__Set task__
In the passage on the ocean economy, what is the annual gross marine product of the oceans?

__Passage__

-- BEGIN --

Visualizing the Human Impact on our Ocean Economy
When you think of economic output, it’s likely the ocean isn’t the first entity that comes to mind. But from facilitating international trade to regulating the climate, the “blue economy” contributes significant value in both tangible and intangible ways.
The sustainable use of the ocean and its resources for economic development and livelihoods have such far-reaching effects, that its protection is a significant goal of the United Nations, as well as for many other countries and organizations throughout the world.
However, these vital ocean assets are in danger of sinking quickly. Ahead of World Oceans Day on June 8, 2020, we look at the total value of assets that come from our ocean, and how various human activities are affecting these resources.
Global Ocean Asset Value
Economic value from all the oceans is measured both by their direct output, as well as any indirect impacts they produce.
According to the World Wildlife Fund, these combined assets are valued at over $24 trillion. Here’s how they break down:
- Direct Output: Marine fisheries, coral reefs, seagrass, and mangroves
Total value: $6.9T
Examples of direct output: Fishing, agriculture
- Trade and Transport: Shipping lanes
Total value: $5.2T
- Adjacent Assets: Productive coastline, carbon absorption
Total value: $7.8T, and $4.3T respectively
Examples of services enabled: Tourism, education/conservation (such as jobs created)
In fact, the annual gross marine product of the oceans is comparable to the Gross Domestic Product (GDP) of countries, coming in at $2.5 trillion per year—making it the world’s eighth largest economy in country terms.
Unfortunately, experts warn that various human activities are endangering these ocean assets and their reliant ecosystems.
The Cumulative Human Impact on Oceans
An 11-year long scientific study tracked the global effect of multiple human activities across diverse marine environments. The researchers identified four main categories of stressors between 2003-2013.
- Climate change: Sea surface temperature, ocean acidification, and sea level rise
- Ocean: Shipping
- Land-based: Nutrient pollution, organic chemical pollution, direct human pollution, light pollution
- Fishing: Commercial and artisanal fishing, including trawling methods
Across the board, climate stressors were the most dominant drivers of change in a majority of marine environments. Similarly, pollution levels have also increased for many ecosystems.

-- END --

__Dataset__
-- BEGIN --

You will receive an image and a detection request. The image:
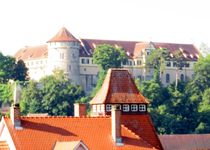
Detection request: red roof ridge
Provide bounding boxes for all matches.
[20,115,110,119]
[121,124,156,149]
[82,38,142,44]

-- END --

__Output__
$2.5 trillion per year